BEGIN Working data

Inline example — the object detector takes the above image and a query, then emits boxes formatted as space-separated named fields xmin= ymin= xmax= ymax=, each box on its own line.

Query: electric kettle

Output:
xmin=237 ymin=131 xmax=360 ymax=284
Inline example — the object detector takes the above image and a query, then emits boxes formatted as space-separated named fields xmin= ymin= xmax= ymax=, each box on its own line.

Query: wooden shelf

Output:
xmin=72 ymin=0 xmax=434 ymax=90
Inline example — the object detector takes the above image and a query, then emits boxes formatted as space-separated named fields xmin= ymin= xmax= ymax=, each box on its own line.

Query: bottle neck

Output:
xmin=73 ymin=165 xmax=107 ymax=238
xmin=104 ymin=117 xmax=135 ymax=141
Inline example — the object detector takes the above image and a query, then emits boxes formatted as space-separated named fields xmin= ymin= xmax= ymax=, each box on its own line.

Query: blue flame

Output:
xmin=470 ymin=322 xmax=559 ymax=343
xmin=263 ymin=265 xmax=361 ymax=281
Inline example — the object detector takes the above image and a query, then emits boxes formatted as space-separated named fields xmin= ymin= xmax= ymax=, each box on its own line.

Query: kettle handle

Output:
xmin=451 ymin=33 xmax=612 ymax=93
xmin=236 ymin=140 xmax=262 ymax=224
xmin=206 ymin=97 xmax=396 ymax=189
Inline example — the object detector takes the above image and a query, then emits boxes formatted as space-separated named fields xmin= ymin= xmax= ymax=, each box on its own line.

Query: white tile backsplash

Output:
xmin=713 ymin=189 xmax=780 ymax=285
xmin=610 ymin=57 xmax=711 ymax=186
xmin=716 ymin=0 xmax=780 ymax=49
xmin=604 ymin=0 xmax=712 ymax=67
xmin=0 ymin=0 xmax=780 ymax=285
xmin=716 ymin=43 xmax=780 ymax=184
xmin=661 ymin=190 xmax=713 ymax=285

END Working data

:: Given problem ::
Can you reproduce the whole listing above word for word, keeping every line in its original order?

:: Result ::
Inline example — the object detector takes the above image and a query, then emits boxes formatted as space-separated named fields xmin= ymin= xmax= ymax=, each box on its own line.

Query: electric kettle

Output:
xmin=237 ymin=131 xmax=360 ymax=284
Inline example — the object detector takes the above image and a query, then emits boxes formatted as space-separated named fields xmin= ymin= xmax= ymax=, each box on its own line.

Query: wooden shelf

Output:
xmin=72 ymin=0 xmax=434 ymax=90
Inline example — the object detector takes the above image and a query, then emits boxes formatted as space-separated named fields xmin= ymin= xmax= ymax=, each box on its own line.

Query: bottle neck

Output:
xmin=73 ymin=165 xmax=107 ymax=238
xmin=104 ymin=117 xmax=135 ymax=141
Inline example — the object detector takes the above image and a query, then emits boxes formatted as space-separated named fields xmin= ymin= xmax= ymax=, each box on its own line.

Query: blue flame

Output:
xmin=470 ymin=322 xmax=559 ymax=343
xmin=263 ymin=265 xmax=361 ymax=281
Inline example — the object detector takes the above image and a query, then emits boxes formatted as space-separated named fields xmin= ymin= xmax= ymax=, each box on its own line.

Query: kettle handle

Output:
xmin=451 ymin=33 xmax=612 ymax=93
xmin=236 ymin=140 xmax=262 ymax=224
xmin=206 ymin=97 xmax=396 ymax=189
Inline example — the object detector takes the above image and a query, then emits boxes formatted as space-separated named fields xmin= ymin= xmax= ymax=, each box on its own line.

Query: white tile backsplash

Output:
xmin=713 ymin=189 xmax=780 ymax=285
xmin=610 ymin=57 xmax=711 ymax=186
xmin=716 ymin=0 xmax=780 ymax=49
xmin=604 ymin=0 xmax=712 ymax=67
xmin=0 ymin=0 xmax=780 ymax=285
xmin=716 ymin=43 xmax=780 ymax=184
xmin=661 ymin=190 xmax=713 ymax=285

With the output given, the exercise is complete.